* Exercise goal: The records that follow are to be repeated without alteration.

** Opening Supplied material block **

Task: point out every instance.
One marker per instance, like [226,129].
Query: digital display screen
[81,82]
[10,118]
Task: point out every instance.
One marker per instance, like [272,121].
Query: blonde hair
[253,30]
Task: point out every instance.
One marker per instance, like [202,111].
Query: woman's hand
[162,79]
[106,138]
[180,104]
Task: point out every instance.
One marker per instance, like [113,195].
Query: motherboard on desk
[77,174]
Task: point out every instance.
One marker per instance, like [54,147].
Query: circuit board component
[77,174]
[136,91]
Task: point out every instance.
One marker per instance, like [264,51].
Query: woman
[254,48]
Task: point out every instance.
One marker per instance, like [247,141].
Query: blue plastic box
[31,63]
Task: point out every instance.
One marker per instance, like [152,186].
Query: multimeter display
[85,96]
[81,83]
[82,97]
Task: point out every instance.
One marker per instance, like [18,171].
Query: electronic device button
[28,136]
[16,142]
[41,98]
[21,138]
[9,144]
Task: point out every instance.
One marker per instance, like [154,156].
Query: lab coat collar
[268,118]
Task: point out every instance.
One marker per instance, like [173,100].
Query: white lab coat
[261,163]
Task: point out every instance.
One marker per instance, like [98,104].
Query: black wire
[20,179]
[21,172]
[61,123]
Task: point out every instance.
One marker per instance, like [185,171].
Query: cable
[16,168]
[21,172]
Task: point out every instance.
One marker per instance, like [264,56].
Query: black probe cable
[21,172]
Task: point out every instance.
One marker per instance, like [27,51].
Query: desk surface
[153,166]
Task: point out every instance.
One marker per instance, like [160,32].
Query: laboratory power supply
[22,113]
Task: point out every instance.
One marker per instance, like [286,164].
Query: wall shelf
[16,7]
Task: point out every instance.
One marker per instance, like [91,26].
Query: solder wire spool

** Closing Supplied material block **

* Answer below:
Task: point out every instance.
One marker per instance, like [226,129].
Query: digital display screen
[81,82]
[10,118]
Task: point out every instance.
One marker per instance, like [272,121].
Query: blonde hair
[253,30]
Task: point out every instance.
One marker per instance, like [202,111].
Query: woman's hand
[162,79]
[106,138]
[180,104]
Task: point out every instance.
One marker per instance, like [113,195].
Query: motherboard on desk
[77,174]
Task: point out every instance.
One marker per instance, like [54,147].
Query: circuit board component
[77,174]
[136,91]
Task: point out every instance.
One marker per instance, like [264,51].
Query: woman
[254,48]
Task: point out every instance.
One marker per instance, like [247,141].
Query: blue plastic box
[31,63]
Task: point out every instance.
One marker per instance, like [152,186].
Query: multimeter display
[85,96]
[81,83]
[82,97]
Task: point out every instance.
One marker per instance, like [18,171].
Query: electronic device button
[28,136]
[16,142]
[41,98]
[21,138]
[9,144]
Task: point out every instance.
One marker per instance, like [154,156].
Query: lab coat collar
[268,118]
Task: point out every instance.
One marker per instance, like [173,100].
Query: white lab coat
[261,163]
Task: point out every instance.
One marker per instance, like [98,104].
Query: black wire
[20,179]
[21,172]
[61,123]
Task: point out every instance.
One marker per instance, like [185,171].
Query: cable
[16,168]
[21,172]
Task: point out every instance.
One marker per instance, like [264,56].
Query: black probe cable
[21,172]
Task: point out every instance.
One marker per instance, like [27,51].
Query: desk surface
[153,166]
Task: point out every instance.
One marker per instance, like [160,32].
Query: laboratory power supply
[22,113]
Task: point out every instance.
One marker per instance, like [286,164].
Query: wall shelf
[16,7]
Task: point out every instance.
One marker per instance, like [91,26].
Query: solder wire spool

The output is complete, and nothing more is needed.